Text passage:

My best guess is the gres.conf file did not exist when the slurmd  
started. That should produce an error like this in the SlurmdLogFile:

slurmd: error: can't stat gres.conf file <your_path_here>/gres.conf,  
assuming zero resource counts

If the file listed in gres.conf does not exist, the slurmd will log a  
fatal error and exit.

Moe


Quoting Alfonso Pardo <[email protected]>:

> yes, the devices are created on the nodes
>
> #> /etc/init.d/nvidia-smi status
> Compute mode is already set to EXCLUSIVE_THREAD for GPU 0000:0C:00.0.
> Compute mode is already set to EXCLUSIVE_THREAD for GPU 0000:0A:00.0.
>
> The cluster work fine, but some times the nodes fail with "down  
> state" and I get the gres/gpu error
>
> On 05/10/12 13:05, James Sharpe wrote:
>> Do the device nodes actually exist on the nodes? You may need to  
>> run nvidia-smi to create them.
>>
>> On 5 October 2012 11:31, Alfonso Pardo <[email protected]  
>> <mailto:[email protected]>> wrote:
>>
>>    Yes, I have defined the gres.conf with:
>>
>>    ##gres.conf
>>    Name=gpu File=/dev/nvidia[0-1]
>>
>>
>>    I have two Nvidia devices per node
>>
>>
>>    On 05/10/12 11:55, [email protected] <mailto:[email protected]>
>>    wrote:
>>>    see error. read "man gres.conf". "File" defined?

Instructions:
1) Translate this sentence from the gres.conf email thread into Spanish: "If the file listed in gres.conf does not exist, the slurmd will log a fatal error and exit."
2) Resume the gres.conf email thread, writing what comes after its final line.
The rows after this are separate material, not part of the gres.conf email thread.

Extracted material:
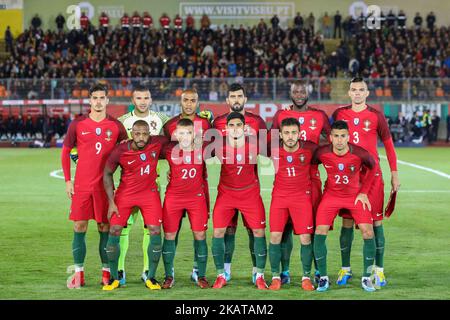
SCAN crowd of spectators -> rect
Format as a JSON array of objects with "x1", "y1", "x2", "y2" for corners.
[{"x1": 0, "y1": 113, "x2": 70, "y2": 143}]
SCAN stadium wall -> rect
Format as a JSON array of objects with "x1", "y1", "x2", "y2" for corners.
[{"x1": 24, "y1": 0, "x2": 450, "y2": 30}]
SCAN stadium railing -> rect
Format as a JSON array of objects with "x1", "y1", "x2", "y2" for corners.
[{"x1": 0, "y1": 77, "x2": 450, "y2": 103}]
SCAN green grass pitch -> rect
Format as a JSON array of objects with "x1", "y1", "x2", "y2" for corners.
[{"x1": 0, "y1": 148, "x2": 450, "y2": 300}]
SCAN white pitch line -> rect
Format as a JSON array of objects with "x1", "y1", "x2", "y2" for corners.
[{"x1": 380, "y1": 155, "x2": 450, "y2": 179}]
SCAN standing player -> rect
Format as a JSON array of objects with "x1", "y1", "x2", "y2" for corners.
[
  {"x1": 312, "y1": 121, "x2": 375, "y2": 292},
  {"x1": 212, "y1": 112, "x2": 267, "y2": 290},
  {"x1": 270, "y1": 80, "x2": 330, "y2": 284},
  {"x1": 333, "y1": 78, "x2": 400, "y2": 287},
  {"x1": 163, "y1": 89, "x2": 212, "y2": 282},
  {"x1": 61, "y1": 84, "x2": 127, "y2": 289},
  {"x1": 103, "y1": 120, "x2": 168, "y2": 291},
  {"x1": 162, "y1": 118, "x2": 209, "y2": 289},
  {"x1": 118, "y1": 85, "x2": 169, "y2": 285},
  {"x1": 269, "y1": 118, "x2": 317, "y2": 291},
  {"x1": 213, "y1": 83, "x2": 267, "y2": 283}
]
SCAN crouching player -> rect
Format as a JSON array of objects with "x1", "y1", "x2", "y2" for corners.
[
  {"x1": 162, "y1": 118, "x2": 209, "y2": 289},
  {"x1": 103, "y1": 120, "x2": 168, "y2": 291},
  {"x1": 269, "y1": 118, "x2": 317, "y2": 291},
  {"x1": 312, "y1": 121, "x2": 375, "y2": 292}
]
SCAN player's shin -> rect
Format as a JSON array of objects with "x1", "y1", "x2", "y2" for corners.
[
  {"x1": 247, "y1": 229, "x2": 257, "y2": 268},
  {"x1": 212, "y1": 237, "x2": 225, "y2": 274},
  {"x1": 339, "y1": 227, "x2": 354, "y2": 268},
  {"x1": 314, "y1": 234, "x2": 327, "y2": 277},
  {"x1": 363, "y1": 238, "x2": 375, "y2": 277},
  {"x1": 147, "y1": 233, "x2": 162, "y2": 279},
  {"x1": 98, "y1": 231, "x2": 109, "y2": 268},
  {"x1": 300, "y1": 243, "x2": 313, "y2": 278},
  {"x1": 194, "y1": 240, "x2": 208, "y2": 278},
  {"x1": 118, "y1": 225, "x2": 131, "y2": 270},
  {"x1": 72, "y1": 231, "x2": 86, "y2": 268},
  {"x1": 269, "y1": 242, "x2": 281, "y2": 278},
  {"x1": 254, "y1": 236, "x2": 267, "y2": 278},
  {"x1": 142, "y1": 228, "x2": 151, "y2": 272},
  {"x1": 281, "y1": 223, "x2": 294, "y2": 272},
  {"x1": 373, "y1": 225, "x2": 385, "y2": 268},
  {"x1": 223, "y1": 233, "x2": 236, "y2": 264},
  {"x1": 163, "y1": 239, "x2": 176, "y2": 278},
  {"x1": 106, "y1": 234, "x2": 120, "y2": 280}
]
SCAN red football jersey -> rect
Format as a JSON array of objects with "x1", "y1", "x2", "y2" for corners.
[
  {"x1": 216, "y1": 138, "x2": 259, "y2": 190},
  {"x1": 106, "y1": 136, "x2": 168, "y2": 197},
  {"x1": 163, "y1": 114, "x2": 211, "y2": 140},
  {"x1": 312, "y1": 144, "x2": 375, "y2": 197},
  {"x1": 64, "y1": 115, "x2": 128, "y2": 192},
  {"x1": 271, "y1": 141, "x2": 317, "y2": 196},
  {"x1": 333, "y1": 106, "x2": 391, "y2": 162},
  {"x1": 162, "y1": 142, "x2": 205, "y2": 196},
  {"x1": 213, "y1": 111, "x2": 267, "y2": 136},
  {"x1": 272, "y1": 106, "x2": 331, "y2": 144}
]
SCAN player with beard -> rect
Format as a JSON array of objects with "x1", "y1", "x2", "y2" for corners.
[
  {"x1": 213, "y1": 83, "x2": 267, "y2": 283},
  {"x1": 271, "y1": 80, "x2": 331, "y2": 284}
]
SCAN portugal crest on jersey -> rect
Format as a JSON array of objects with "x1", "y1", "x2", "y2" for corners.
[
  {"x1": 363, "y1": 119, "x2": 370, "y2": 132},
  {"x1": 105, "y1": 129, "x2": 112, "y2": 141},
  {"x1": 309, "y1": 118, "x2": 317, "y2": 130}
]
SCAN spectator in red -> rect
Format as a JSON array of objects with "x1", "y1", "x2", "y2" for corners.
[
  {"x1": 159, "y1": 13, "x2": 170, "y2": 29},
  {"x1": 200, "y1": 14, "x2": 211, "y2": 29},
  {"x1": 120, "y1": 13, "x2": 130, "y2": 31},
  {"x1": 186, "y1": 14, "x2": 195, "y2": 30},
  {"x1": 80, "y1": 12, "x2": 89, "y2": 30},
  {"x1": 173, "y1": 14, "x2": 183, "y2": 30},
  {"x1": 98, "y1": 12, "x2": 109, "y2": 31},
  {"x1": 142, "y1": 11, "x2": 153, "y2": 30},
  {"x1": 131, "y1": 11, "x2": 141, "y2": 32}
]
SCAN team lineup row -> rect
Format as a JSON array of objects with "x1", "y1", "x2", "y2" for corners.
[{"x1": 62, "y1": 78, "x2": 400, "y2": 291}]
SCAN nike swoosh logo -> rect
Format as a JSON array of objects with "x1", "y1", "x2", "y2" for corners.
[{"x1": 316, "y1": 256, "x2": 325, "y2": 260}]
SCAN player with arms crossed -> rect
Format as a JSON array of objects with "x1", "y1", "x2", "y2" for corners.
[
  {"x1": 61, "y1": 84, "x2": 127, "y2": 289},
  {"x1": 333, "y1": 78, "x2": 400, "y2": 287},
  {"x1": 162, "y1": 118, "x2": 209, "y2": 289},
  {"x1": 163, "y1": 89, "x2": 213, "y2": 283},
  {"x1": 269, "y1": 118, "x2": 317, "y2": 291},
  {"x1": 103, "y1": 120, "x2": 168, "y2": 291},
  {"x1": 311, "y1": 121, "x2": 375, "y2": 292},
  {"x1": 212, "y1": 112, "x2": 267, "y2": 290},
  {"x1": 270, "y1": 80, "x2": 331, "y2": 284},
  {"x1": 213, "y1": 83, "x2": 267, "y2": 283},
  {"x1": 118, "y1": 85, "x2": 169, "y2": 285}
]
---
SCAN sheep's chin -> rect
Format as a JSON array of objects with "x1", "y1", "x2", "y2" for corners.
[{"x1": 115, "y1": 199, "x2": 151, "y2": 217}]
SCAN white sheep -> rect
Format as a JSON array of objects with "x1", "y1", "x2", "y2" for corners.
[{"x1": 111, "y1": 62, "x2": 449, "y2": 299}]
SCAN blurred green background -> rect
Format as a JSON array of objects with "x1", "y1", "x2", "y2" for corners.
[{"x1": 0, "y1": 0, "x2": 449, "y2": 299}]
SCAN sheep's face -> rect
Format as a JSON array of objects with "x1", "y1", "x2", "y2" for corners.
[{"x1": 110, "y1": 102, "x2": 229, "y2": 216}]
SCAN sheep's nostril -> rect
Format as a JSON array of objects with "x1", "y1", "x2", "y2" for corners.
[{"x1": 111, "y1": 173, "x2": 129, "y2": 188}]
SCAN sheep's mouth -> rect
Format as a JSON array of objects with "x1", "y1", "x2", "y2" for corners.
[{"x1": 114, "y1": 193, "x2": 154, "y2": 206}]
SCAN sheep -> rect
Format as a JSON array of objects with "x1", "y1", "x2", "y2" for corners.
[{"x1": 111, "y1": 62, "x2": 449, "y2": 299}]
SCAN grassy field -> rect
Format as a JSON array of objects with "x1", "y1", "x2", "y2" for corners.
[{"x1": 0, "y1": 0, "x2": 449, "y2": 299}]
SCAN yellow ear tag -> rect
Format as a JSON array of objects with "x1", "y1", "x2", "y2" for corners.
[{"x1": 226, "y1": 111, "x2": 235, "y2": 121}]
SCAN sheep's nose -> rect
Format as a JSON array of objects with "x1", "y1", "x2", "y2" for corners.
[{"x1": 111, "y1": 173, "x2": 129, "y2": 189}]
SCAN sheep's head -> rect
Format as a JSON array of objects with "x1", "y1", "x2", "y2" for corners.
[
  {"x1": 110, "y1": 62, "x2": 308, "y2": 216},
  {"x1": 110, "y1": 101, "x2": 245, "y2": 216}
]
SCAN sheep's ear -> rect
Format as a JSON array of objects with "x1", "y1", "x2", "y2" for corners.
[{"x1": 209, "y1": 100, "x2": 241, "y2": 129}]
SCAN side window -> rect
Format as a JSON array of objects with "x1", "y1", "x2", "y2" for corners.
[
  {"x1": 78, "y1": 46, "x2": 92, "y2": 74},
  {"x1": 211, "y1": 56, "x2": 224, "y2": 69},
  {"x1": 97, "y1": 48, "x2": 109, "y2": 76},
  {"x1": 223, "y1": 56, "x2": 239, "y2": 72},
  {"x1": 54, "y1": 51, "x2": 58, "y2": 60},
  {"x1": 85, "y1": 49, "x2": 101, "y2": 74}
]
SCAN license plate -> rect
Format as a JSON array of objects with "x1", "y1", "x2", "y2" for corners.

Answers to each task:
1) Si el archivo indicado en gres.conf no existe, el slurmd registrará un error fatal y terminará.

2)
>>>    --
>>>    Sent from my Android phone. Please excuse my brevity and typos.
>>>
>>>
>>>    Alfonso Pardo <[email protected]>
>>>    <mailto:[email protected]> wrote:
>>>
>>>        Activating the DEBUGFLAG=gres I have got the next error:
>>>
>>>        [2012-10-05T08:22:44] error: gres_plugin_node_config_unpack:
>>>        gres/gpu lacks File parameter for node bc-p10-01
>>>        [2012-10-05T08:22:44] gres/gpu: state for bc-p10-01
>>>        [2012-10-05T08:22:44] error: Setting node bc-p10-01 state to DOWN
>>>        [2012-10-05T08:22:44] debug2: inserting bc-p10-01(cluster)
>>>        with 8 cpus
>>>        [2012-10-05T08:22:44] error: _slurm_rpc_node_registration
>>>        node=bc-p10-01: Invalid argument
>>>
>>>
>>>
>>>
>>>        On 05/10/12 08:20, Alfonso Pardo wrote:
>>>>        Thanks!
>>>>
>>>>        I will activate the DegugFlag with "gres" value, and I  
>>>> will         wacth logs
>>>>
>>>>
>>>>
>>>>        On 04/10/12 18:00, Moe Jette wrote:
>>>>>        All that I can think of is the slurmd daemon was unable  
>>>>> to read the
>>>>>        gres.conf file when starting. You could add to the slurm.conf
>>>>>        "DebugFlags=gres" for more information about gres.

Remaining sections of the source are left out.